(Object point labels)

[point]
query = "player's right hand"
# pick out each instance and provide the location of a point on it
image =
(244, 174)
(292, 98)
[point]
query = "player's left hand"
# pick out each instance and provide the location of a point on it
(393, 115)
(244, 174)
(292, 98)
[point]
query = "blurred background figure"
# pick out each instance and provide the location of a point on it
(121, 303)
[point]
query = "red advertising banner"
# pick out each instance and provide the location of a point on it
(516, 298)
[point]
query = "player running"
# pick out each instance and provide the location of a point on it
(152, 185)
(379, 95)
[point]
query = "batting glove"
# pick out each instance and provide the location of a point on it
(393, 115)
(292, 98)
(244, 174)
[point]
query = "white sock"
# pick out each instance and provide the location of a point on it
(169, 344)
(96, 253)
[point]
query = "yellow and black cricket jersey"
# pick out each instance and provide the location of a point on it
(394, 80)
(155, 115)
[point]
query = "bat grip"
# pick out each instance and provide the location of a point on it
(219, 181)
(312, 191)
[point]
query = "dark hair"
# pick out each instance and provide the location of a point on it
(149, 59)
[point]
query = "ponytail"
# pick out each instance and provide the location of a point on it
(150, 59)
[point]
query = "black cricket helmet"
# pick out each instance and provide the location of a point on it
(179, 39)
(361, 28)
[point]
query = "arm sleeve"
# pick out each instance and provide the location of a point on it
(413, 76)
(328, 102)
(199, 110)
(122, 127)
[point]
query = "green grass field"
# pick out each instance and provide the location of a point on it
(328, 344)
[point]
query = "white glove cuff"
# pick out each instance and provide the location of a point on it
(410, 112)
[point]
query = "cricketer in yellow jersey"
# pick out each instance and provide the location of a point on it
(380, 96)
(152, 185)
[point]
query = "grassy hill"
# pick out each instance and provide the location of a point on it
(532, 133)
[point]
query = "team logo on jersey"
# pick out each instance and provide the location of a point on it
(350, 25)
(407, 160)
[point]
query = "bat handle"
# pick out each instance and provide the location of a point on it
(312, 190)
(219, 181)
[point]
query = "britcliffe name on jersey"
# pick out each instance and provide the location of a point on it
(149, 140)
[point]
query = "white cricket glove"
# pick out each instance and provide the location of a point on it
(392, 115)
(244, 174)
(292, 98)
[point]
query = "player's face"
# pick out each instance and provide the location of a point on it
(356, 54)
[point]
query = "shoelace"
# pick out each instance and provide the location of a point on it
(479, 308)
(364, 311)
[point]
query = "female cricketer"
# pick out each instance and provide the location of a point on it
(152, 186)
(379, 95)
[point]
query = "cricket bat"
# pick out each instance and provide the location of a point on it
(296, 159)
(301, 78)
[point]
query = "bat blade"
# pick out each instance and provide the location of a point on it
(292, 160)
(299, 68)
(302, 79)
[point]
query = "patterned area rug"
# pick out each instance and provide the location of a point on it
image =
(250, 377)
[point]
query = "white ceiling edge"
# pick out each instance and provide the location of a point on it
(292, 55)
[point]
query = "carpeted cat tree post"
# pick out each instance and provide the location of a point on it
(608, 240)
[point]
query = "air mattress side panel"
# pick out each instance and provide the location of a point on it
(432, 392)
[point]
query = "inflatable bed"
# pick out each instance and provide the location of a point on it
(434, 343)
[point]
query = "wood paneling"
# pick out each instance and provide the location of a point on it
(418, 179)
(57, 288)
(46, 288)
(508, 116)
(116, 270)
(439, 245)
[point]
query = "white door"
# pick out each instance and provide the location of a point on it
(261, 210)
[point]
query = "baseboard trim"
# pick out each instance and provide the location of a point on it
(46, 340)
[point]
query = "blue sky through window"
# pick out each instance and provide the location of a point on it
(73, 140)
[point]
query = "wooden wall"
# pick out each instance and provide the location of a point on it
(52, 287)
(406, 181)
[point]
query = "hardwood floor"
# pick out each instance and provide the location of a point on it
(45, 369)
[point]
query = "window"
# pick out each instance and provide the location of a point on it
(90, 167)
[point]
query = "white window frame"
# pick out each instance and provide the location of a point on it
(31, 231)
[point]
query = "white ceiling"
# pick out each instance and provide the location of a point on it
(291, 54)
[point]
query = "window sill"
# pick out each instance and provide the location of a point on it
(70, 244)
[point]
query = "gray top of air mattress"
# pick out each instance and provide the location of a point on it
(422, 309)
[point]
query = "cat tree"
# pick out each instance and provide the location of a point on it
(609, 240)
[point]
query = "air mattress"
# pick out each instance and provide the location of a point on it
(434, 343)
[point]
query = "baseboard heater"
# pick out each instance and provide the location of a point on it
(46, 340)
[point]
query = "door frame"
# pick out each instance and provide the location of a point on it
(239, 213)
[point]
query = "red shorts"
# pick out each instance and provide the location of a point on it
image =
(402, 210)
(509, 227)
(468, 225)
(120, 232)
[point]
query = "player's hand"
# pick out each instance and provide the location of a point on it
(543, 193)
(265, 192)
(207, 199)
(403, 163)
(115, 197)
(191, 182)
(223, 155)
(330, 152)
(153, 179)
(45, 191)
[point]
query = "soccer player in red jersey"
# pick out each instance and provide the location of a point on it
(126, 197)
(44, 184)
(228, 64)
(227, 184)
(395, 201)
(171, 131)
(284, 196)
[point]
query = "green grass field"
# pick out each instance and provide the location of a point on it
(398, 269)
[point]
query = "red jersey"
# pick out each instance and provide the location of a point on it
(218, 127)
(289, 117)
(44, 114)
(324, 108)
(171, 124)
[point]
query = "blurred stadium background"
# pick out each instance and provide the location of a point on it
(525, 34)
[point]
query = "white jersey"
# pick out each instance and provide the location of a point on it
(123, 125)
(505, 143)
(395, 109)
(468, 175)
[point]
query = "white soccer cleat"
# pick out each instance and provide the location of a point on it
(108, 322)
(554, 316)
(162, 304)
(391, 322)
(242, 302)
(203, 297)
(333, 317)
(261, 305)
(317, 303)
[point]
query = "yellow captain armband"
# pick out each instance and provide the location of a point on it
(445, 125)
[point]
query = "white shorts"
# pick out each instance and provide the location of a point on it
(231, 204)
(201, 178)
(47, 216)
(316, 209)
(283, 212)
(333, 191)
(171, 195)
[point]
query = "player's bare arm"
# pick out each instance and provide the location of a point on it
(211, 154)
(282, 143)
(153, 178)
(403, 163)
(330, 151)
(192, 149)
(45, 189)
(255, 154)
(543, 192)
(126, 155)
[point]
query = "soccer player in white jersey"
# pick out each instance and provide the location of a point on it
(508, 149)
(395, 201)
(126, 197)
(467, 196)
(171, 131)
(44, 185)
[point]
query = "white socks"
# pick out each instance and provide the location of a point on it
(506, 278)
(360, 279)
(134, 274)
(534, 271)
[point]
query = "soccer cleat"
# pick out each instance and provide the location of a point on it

Exercise details: Retype all of the entries precisely as they are.

Written response:
[point]
query = "player's right hand"
# pick out each instance and provide the location of a point on it
image =
(244, 174)
(292, 98)
[point]
query = "player's left hand"
# pick out each instance and provide the location of a point on it
(393, 115)
(244, 174)
(292, 98)
[point]
query = "blurred background figure"
# pick out each instance and provide the location of a point on it
(121, 303)
[point]
query = "red advertising banner"
# pick out each instance and provide the location of a point on it
(516, 298)
[point]
query = "player running"
# pick out each instance and provide the location of a point on it
(152, 185)
(379, 95)
[point]
query = "batting glove"
# pick out each instance and provide the location of a point on it
(393, 115)
(292, 98)
(244, 174)
[point]
query = "white sock"
# pick out each instance and provide the location of a point on it
(169, 344)
(96, 253)
[point]
query = "yellow and black cricket jersey"
# pick out each instance and provide the location of a point on it
(394, 80)
(155, 115)
[point]
query = "bat grip"
# pick out each instance and provide the location of a point on it
(219, 181)
(312, 191)
[point]
query = "dark hair"
# pick out each instance and provide the location of a point on it
(149, 59)
[point]
query = "ponytail"
# pick out each instance and provide the location of a point on it
(150, 59)
[point]
query = "black cricket helmet"
# pick out each instance and provide the location of a point on it
(179, 39)
(361, 28)
[point]
query = "arm sleeve"
# pick out each instance and provide the location of a point on it
(413, 76)
(328, 102)
(199, 110)
(122, 127)
[point]
query = "green grass field"
# pick out each instance and provide the location of a point on it
(328, 344)
[point]
query = "white glove cuff"
# pick out each instance and provide the location of a point on it
(410, 112)
[point]
query = "cricketer in yellow jersey"
# pick out each instance and provide the location of a point on it
(380, 96)
(152, 185)
[point]
query = "grassy hill"
# pick out each instance and provide the location of a point on it
(532, 133)
[point]
query = "team logo on jersey"
# pick out each instance and provide the location of a point on it
(350, 25)
(407, 160)
[point]
query = "bat handle"
# pick out each instance and provide the location of a point on it
(312, 190)
(219, 181)
[point]
query = "britcliffe name on jersey"
# pick out each instance and provide the location of a point on it
(149, 140)
[point]
query = "white cricket glove"
# pick out each instance and provide the location of a point on it
(392, 115)
(244, 174)
(292, 98)
[point]
query = "player's face"
# pick out each instance and provide the location of a point on it
(356, 54)
[point]
query = "shoelace"
# pick out each instance and provide the location of a point on it
(479, 308)
(364, 311)
[point]
query = "female cricketer"
# pick out each instance and provide the location of a point on it
(152, 186)
(379, 95)
[point]
query = "cricket bat"
# pick out each instance and provide the location of a point on it
(296, 159)
(301, 78)
[point]
query = "bat blade"
# pick out each instance and provide the location of a point on it
(292, 160)
(299, 68)
(302, 79)
[point]
query = "patterned area rug"
# pick out each instance and provide the location of a point on it
image =
(250, 377)
[point]
query = "white ceiling edge"
# pick out each instance and provide the location of a point on it
(292, 55)
[point]
query = "carpeted cat tree post"
# pick out each instance and provide the location of a point on it
(608, 240)
[point]
query = "air mattress side panel"
# pick out each instance and provide the location of a point on it
(432, 392)
[point]
query = "inflatable bed"
# pick out each instance and provide the location of a point on it
(434, 343)
[point]
query = "wood paneling"
# pick out each instance and provide the location of a point on it
(418, 179)
(57, 288)
(46, 288)
(508, 116)
(116, 270)
(439, 245)
[point]
query = "white door"
# pick out each instance and provide the location of a point on it
(261, 210)
[point]
query = "baseboard trim"
# pick out each instance and provide the location of a point on it
(46, 340)
[point]
query = "blue sky through window"
# pick out each instance and provide the location of a point on it
(73, 140)
[point]
query = "wooden wall"
# pick out each instance and provide the location of a point on it
(52, 287)
(406, 181)
[point]
query = "hardwood floor"
# pick out each instance and provide the location of a point on it
(45, 369)
[point]
query = "window"
# pick out each instance and provide the location of a point on it
(90, 167)
[point]
query = "white window frame"
# pick out each instance and provide the location of a point on it
(31, 231)
[point]
query = "white ceiling"
# pick out each instance and provide the location of a point on it
(291, 54)
[point]
query = "window sill"
# pick out each instance and provide the location of a point on it
(70, 244)
[point]
query = "gray top of air mattress"
# pick out each instance and provide the location of a point on it
(422, 309)
[point]
query = "cat tree"
# pick out each instance and provide the location of a point on it
(609, 240)
[point]
query = "air mattress"
# pick out each instance and provide the location of a point on it
(434, 343)
[point]
query = "baseboard heater"
# pick out each instance and provide the location of a point on it
(46, 340)
[point]
query = "door frame"
# pick out each instance and provide the location of a point on it
(239, 213)
[point]
query = "red shorts"
# pick out each instance and provide the location of a point on it
image =
(402, 210)
(509, 227)
(468, 225)
(120, 232)
[point]
query = "player's hand"
# pick out each instance and provide the location of a point on it
(543, 193)
(265, 192)
(207, 199)
(403, 163)
(115, 197)
(191, 182)
(223, 155)
(330, 152)
(153, 179)
(45, 191)
[point]
query = "soccer player in red jersey"
# pick out each instance and provide the location of a point on it
(126, 197)
(44, 184)
(228, 64)
(227, 184)
(395, 201)
(171, 131)
(284, 196)
[point]
query = "green grass field"
# pick out each instance and provide the location of a point on it
(398, 269)
[point]
query = "red jersey"
# pick out each instance and provide the location of a point on it
(218, 127)
(289, 117)
(44, 114)
(324, 108)
(171, 124)
[point]
query = "blurred stadium background"
# pick out each instance and provide the location of a point on it
(525, 34)
[point]
query = "white jersey"
# pick out each instance and provide the location of a point on it
(123, 125)
(505, 143)
(395, 109)
(468, 175)
[point]
query = "white soccer cleat"
# pick out each instance and provide the location of a point on it
(108, 322)
(554, 316)
(162, 304)
(391, 322)
(242, 302)
(203, 297)
(333, 317)
(261, 305)
(317, 303)
[point]
query = "yellow captain armband"
# pick out each instance and provide the location of a point on it
(445, 125)
[point]
query = "white shorts"
# pick out each instance and provide the location of a point on it
(231, 204)
(201, 178)
(47, 216)
(316, 209)
(283, 212)
(333, 191)
(171, 195)
[point]
query = "player's bare arm"
# pick out each instance and provide the location of a point on it
(211, 154)
(282, 143)
(153, 178)
(403, 163)
(330, 151)
(192, 149)
(45, 189)
(255, 154)
(543, 192)
(126, 155)
[point]
query = "soccer player in white jersey"
# pick out each instance and provide the location of a point on it
(508, 149)
(395, 201)
(126, 197)
(467, 196)
(171, 131)
(44, 185)
[point]
query = "white socks"
# pick out each instance and provide the location of a point on it
(506, 278)
(360, 279)
(134, 274)
(534, 271)
[point]
query = "soccer cleat"
# pick out each instance and provide the location of a point on it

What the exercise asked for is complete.